══ Provided records ══
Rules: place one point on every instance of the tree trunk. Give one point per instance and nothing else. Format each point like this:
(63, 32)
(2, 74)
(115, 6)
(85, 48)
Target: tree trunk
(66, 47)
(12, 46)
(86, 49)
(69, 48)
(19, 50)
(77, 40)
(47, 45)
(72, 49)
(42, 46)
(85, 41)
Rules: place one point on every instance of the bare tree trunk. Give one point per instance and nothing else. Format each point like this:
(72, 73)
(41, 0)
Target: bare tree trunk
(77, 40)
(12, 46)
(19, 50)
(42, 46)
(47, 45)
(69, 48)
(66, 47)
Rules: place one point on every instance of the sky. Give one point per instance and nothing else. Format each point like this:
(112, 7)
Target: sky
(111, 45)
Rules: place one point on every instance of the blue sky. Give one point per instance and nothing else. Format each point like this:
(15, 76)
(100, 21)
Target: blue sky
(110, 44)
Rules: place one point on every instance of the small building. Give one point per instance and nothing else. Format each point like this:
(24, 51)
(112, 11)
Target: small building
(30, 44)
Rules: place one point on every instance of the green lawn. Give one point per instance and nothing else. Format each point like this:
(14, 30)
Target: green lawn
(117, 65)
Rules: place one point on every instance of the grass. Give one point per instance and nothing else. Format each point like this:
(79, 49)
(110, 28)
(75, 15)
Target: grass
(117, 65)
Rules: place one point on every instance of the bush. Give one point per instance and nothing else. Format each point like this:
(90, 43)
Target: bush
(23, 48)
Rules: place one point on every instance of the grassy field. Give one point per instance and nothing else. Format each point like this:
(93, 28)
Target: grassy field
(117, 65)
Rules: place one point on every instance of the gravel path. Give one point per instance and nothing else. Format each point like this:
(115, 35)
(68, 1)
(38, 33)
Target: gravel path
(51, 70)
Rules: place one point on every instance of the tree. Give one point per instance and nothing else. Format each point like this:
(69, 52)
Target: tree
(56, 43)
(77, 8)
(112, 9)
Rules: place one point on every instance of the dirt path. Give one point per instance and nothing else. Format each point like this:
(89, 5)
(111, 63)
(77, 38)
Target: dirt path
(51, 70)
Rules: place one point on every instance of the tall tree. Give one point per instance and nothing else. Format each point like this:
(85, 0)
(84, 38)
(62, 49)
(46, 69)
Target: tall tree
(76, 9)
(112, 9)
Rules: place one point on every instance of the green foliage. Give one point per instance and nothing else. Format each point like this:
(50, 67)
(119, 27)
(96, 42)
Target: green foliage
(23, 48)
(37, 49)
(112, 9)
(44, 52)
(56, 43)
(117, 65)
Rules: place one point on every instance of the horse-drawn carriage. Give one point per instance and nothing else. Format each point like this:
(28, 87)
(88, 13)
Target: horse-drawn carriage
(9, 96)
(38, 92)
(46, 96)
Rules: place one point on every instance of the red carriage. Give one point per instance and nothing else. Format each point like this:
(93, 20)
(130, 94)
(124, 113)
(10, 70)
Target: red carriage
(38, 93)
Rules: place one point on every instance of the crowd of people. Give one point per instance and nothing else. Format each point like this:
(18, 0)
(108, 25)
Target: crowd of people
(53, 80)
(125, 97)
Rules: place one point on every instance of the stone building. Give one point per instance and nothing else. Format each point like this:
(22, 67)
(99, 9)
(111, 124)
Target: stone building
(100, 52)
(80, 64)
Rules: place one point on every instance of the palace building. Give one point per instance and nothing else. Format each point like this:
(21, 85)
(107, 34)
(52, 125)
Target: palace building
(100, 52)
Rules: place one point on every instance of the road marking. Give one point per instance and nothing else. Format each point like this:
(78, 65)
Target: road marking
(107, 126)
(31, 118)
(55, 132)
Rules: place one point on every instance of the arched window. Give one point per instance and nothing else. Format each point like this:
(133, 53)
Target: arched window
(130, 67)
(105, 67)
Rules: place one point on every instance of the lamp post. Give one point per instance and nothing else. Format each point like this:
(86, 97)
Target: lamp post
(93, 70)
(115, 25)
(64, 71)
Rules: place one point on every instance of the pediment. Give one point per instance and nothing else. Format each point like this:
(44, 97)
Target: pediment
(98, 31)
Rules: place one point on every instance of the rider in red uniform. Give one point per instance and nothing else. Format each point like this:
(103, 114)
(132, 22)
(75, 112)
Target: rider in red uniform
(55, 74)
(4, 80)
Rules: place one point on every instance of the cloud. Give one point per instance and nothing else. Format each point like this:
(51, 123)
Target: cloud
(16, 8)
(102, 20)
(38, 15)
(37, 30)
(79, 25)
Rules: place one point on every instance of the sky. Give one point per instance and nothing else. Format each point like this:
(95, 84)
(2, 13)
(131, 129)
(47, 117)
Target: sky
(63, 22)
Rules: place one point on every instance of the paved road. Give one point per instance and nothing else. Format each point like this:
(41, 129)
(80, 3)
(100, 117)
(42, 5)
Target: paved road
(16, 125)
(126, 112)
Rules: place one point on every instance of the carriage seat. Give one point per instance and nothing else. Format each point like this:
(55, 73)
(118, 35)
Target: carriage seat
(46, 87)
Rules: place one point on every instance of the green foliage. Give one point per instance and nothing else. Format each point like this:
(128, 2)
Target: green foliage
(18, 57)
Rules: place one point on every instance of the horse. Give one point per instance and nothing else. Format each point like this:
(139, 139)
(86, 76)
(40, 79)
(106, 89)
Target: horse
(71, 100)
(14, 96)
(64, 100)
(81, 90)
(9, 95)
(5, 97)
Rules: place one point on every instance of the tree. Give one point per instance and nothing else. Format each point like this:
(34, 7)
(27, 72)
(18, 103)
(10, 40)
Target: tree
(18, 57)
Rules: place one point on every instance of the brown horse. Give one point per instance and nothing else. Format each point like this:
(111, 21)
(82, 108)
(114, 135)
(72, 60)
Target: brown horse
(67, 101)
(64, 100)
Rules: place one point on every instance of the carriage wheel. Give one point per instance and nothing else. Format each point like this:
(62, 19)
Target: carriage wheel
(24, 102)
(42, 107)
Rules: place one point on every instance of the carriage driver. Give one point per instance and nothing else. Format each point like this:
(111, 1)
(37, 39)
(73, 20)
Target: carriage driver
═══
- **Task**:
With "driver" as the word to match, copy each line of the records that has it.

- **Output for this exercise**:
Rules: place one point on every instance of the carriage driver. Give one point per instance and nothing else. Format each point like this:
Target: carriage driver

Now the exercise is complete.